- EXTRAIT DU TEXTE:
Pour Jacques Ménard de la Banque de Montréal, les années Charest sont celles d'une «gestion responsable des finances publiques». Une déception toutefois: la réduction de la taille de l'État - sa réingénierie - a avorté. «Je suis convaincu que, s'il écrivait ses mémoires, M. Charest reconnaîtrait que c'est son plus grand regret», croit Jacques Ménard

Les dernières années ont été difficiles. Après deux ans de pressions publiques, M. Charest a, à contrecoeur, donné le feu vert à une commission d'enquête publique sur la corruption. Il attendait des résultats de la nouvelle escouade de l'Unité permanente contre la corruption. Les accusations visant Tony Accurso, Frank Zampino et une longue liste d'entrepreneurs ne tomberont qu'au printemps 2012. Trop tard. Le financement des partis politiques, la collusion, «ce sont des zones d'ombre dont on n'a pas fini d'entendre parler. M. Charest a été négligent dans bien des dossiers», estime pour sa part Alain-G. Gagnon, politologue à l'Université du Québec à Montréal.

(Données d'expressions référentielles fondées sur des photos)
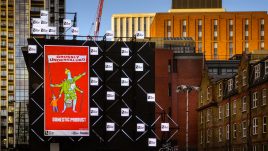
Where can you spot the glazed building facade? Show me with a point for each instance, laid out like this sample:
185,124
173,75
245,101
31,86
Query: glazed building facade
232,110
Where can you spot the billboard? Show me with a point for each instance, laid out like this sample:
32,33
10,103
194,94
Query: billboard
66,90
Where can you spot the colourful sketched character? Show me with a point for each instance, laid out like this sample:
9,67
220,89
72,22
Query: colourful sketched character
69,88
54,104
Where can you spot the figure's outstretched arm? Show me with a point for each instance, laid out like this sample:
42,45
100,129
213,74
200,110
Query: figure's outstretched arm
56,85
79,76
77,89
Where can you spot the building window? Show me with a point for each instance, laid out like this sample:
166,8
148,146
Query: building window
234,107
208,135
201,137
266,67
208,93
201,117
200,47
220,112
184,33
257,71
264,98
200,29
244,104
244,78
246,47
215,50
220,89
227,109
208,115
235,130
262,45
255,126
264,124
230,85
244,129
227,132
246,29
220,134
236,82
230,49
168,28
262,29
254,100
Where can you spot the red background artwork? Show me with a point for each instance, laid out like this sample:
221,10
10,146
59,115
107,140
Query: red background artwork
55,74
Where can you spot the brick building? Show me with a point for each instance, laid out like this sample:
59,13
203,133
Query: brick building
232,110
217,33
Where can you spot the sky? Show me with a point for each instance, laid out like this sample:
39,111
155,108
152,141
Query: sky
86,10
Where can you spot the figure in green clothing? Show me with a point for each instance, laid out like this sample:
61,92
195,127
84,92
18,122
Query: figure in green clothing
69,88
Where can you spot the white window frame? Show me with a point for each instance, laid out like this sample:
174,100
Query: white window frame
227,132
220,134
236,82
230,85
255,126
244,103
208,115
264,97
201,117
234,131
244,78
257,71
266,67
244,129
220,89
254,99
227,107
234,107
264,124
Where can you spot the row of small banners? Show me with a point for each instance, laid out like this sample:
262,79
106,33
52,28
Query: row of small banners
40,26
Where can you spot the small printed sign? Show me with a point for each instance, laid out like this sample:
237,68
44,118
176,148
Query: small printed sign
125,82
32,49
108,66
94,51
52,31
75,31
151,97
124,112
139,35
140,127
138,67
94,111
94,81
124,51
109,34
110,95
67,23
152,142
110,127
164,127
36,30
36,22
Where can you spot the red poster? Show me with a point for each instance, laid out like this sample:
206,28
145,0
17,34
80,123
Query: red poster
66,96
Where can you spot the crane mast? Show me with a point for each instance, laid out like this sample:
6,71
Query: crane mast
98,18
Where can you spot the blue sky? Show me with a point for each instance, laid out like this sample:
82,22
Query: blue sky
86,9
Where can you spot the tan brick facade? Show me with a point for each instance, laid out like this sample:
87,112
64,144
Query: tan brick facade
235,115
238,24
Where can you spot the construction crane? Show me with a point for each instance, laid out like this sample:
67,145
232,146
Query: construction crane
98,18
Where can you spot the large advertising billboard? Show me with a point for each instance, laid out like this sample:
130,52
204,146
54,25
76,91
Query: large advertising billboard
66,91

...

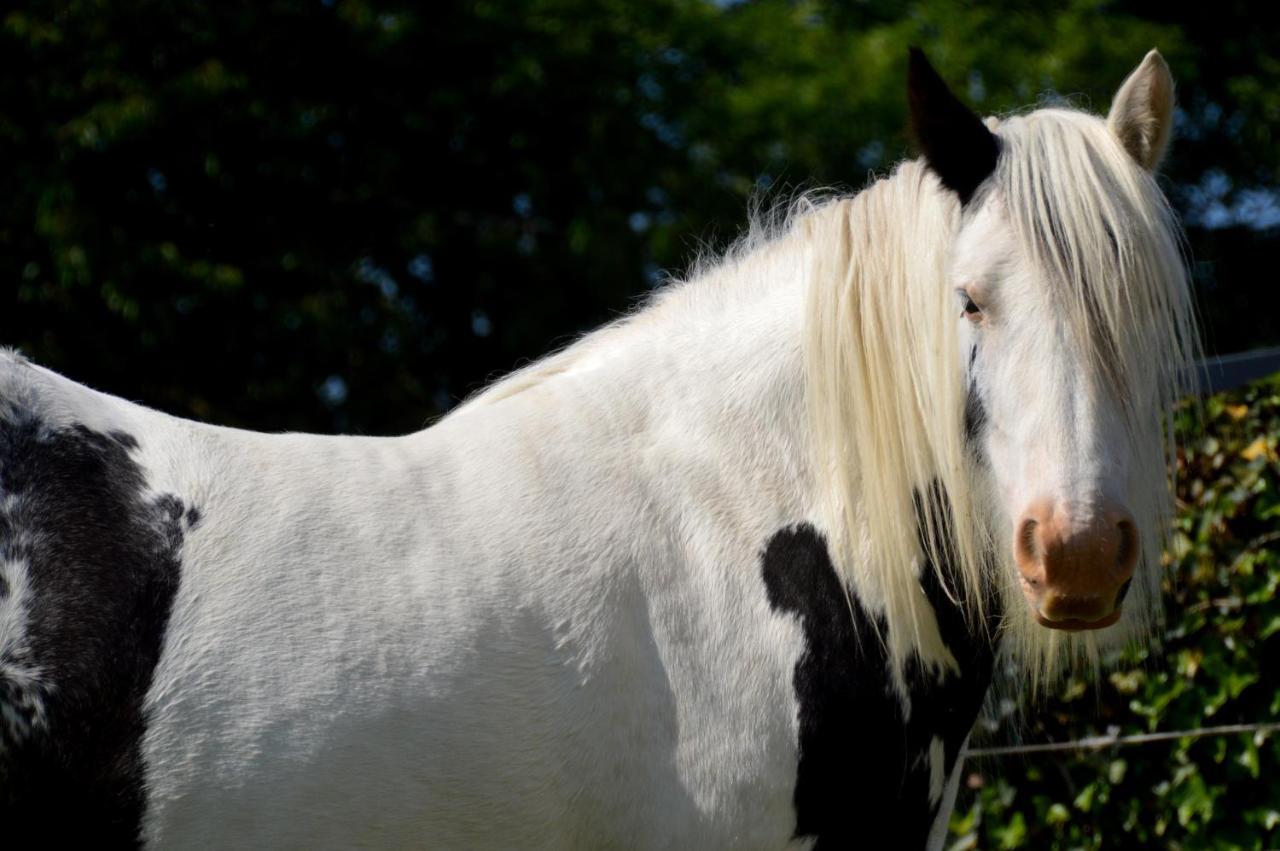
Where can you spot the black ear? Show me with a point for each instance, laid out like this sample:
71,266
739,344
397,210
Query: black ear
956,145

--

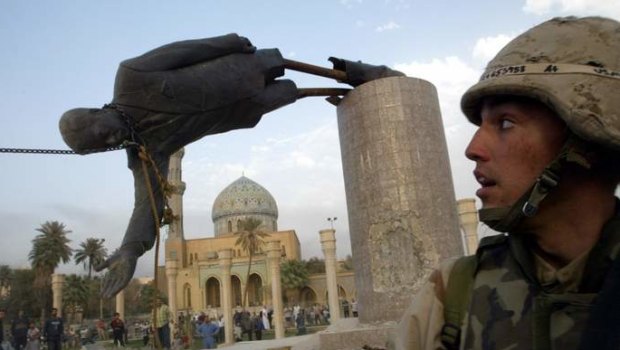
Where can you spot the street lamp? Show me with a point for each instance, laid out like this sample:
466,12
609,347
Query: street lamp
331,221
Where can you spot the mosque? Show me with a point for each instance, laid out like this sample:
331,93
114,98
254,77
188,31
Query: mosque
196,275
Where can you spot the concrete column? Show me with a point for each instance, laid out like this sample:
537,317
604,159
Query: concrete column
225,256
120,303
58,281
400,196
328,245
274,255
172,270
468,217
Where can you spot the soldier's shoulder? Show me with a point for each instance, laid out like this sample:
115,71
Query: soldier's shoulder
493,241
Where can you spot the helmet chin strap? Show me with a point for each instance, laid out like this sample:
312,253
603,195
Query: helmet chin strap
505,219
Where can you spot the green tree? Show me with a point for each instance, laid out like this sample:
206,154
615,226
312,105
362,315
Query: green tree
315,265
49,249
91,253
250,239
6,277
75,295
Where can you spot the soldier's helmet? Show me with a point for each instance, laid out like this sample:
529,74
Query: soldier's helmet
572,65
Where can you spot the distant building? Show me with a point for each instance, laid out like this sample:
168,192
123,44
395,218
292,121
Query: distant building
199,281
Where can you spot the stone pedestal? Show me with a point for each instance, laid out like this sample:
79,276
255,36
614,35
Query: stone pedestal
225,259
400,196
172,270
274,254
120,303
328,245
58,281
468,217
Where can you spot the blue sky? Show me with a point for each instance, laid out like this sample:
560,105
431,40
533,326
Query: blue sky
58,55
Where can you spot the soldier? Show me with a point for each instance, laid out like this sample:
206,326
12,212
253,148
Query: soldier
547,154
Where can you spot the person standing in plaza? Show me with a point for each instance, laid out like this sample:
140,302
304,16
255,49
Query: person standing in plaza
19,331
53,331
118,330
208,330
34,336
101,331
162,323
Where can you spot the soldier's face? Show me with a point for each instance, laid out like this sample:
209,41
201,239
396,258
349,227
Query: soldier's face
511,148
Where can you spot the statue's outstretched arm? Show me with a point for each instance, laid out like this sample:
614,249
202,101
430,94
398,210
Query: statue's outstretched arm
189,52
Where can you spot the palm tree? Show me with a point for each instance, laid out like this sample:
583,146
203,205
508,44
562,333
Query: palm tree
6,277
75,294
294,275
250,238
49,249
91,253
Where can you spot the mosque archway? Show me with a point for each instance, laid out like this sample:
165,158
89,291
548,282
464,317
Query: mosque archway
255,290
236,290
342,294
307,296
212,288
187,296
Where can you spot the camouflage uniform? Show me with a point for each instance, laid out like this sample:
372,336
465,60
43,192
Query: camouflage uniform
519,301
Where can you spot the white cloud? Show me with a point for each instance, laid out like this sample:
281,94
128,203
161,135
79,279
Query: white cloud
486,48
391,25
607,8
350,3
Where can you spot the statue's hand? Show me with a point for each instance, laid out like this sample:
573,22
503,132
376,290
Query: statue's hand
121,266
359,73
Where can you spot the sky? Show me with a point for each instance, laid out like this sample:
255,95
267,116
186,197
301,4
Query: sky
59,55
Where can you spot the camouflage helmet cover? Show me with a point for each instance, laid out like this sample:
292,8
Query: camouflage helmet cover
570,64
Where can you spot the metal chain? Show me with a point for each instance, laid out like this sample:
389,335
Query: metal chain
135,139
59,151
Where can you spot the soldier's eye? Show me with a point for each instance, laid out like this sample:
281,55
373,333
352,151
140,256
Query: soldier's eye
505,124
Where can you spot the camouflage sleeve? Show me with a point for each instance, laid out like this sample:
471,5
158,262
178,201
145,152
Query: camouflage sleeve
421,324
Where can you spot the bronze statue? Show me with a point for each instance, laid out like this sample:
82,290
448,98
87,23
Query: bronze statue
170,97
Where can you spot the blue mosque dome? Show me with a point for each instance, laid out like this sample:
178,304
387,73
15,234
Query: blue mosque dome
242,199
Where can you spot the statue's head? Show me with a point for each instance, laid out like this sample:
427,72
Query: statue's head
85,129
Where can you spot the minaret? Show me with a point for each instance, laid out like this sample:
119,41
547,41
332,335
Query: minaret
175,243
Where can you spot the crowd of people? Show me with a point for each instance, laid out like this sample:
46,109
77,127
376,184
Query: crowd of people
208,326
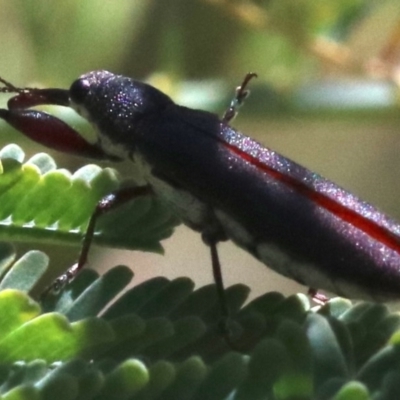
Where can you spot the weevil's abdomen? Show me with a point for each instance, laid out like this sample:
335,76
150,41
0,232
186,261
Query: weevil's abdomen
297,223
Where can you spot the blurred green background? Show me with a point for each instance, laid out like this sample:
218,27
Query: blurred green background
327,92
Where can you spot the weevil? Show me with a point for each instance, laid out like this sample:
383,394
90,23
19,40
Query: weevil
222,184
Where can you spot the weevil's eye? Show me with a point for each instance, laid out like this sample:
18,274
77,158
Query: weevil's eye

- VOTRE OBJECTIF: Indiquez, selon l'extrait sur les années Charest, ce que Jacques Ménard considère comme le plus grand regret que M. Charest reconnaîtrait s'il écrivait ses mémoires.

- RÉPONSE RÉDIGÉE: La réduction de la taille de l'État, sa réingénierie, qui a avorté.